> Task
Look for the line containing "Exercise. Locate the woman in pink" in the records below. Then output it and all the lines that follow, exactly and without any others.

Records from a dataset:
★ ★ ★

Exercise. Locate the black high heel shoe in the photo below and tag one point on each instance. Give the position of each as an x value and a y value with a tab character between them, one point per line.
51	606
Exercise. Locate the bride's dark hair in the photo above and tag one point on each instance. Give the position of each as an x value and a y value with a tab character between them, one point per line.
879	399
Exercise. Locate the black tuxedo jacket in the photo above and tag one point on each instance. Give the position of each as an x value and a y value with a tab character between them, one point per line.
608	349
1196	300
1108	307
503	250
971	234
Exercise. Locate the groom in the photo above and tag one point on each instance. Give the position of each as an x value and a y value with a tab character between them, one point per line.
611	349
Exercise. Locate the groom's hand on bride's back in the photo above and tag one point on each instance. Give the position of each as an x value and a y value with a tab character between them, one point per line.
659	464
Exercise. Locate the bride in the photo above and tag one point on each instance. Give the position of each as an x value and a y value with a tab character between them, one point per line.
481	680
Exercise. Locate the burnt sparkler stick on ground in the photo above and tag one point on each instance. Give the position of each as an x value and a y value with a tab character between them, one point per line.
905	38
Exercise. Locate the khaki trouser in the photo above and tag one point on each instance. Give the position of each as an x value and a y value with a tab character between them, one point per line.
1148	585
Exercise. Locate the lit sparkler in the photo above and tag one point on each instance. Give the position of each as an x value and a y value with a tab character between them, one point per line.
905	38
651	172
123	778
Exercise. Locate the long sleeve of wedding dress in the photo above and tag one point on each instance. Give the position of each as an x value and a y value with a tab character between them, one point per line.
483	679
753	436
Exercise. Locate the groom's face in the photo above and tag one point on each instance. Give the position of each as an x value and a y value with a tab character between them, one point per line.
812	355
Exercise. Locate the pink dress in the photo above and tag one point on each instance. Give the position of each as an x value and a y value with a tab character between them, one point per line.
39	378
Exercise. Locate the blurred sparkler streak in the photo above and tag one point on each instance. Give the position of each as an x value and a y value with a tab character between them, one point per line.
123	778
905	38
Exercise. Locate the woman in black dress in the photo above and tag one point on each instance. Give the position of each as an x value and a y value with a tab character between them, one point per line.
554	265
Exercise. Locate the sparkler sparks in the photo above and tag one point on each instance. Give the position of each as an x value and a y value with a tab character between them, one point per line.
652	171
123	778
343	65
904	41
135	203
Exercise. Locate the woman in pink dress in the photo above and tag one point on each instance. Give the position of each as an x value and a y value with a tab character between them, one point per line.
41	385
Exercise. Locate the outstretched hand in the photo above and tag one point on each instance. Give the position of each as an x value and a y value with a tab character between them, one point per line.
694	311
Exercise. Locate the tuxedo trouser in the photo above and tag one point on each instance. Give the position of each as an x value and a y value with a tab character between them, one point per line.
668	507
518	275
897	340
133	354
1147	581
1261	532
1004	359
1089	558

★ ★ ★

> Task response
Exercise. Locate the woman in pink dress in the photo above and tag one point on each instance. Give the position of each as an x value and a y value with a tab character between them, one point per line.
41	385
Exercise. Locate the outstretched hand in the photo above and tag one point on each instance. Give the position of each as an x value and a y value with a tab character between them, one point per line.
694	311
Exercise. Locate the tuxedo trouser in the photo above and tag one point on each instance. Give the position of each as an x value and a y value with a tab character between them, one point per line.
668	507
518	275
897	340
133	354
1147	581
1261	532
1004	359
1089	558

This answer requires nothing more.